Items from a data source:
● ● ●
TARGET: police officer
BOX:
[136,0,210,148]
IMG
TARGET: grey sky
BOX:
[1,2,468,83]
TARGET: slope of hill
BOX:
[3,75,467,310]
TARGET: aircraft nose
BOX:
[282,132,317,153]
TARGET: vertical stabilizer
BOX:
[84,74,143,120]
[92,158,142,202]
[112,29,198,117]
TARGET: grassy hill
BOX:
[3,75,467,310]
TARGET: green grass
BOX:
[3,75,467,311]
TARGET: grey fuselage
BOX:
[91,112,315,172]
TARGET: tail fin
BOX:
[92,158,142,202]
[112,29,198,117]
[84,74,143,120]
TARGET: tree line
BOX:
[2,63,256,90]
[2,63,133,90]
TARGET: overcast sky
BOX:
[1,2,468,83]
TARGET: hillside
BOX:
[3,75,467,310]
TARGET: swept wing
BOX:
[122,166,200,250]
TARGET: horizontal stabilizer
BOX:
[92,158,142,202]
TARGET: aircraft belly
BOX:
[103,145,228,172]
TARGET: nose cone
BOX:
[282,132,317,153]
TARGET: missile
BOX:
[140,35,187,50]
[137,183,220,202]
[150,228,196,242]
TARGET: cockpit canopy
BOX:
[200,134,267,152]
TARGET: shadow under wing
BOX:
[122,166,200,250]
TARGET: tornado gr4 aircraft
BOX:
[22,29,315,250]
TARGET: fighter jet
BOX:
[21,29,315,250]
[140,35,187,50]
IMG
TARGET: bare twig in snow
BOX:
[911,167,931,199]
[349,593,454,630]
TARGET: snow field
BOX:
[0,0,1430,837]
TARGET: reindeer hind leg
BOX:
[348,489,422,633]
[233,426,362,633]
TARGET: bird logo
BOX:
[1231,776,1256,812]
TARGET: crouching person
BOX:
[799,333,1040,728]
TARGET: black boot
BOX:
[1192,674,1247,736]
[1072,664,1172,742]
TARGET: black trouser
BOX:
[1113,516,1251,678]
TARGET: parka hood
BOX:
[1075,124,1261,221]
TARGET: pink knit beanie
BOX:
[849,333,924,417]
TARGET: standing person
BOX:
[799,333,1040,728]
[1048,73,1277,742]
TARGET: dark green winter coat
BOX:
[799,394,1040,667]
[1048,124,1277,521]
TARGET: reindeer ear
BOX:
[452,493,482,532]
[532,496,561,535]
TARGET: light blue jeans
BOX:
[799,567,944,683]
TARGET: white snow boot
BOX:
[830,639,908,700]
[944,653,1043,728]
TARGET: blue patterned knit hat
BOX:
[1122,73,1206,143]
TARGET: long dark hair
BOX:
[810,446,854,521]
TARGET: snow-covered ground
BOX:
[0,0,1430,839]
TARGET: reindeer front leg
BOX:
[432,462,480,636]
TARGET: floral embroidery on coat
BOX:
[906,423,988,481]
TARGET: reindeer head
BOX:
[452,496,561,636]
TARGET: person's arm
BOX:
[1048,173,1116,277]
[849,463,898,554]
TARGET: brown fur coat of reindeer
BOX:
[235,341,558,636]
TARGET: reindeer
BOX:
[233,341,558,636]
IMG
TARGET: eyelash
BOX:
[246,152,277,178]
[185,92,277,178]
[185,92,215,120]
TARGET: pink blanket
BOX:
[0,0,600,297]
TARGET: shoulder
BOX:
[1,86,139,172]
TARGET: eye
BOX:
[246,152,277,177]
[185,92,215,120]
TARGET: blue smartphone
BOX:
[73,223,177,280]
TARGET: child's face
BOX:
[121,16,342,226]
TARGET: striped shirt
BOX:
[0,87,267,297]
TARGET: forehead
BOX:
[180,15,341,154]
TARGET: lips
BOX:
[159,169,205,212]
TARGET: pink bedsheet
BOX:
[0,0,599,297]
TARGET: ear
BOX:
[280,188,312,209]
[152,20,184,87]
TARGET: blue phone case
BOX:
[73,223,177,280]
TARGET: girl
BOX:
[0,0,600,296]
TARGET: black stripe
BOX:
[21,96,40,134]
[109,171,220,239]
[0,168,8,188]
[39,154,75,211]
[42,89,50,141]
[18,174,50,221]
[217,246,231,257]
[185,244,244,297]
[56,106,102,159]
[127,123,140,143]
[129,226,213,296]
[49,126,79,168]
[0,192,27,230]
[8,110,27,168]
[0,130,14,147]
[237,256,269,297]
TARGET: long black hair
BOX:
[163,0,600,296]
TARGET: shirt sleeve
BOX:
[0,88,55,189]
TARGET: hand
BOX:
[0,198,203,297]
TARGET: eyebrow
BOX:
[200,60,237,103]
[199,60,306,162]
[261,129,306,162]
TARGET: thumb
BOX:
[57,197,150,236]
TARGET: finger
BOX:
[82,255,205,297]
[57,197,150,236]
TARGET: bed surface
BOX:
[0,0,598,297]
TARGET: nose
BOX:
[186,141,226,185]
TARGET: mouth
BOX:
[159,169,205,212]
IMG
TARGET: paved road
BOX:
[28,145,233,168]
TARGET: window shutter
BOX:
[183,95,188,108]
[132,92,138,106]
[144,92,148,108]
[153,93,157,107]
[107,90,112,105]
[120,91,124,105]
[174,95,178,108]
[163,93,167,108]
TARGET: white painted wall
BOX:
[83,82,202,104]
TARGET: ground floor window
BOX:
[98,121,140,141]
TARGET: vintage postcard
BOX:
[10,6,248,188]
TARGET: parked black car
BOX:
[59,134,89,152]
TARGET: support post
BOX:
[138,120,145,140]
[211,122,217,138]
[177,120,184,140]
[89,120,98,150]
● ● ●
Reproduce the rows from the line containing "TARGET: hand" up to and including the line containing "[28,145,233,168]", adding -62 to every bounding-box coordinate in the answers.

TARGET: hand
BOX:
[-62,136,141,235]
TARGET: eyebrow
BOX:
[138,-2,175,41]
[137,-2,244,100]
[199,67,244,100]
TARGET: thumb
BOX:
[-5,135,88,174]
TARGET: finger
BOX:
[20,193,143,235]
[-5,135,88,174]
TARGET: bed surface
BOX:
[-62,-62,536,235]
TARGET: nose
BOX:
[124,79,164,123]
TARGET: mouth
BOX:
[97,107,143,150]
IMG
TARGET: paved road
BOX:
[-34,83,171,106]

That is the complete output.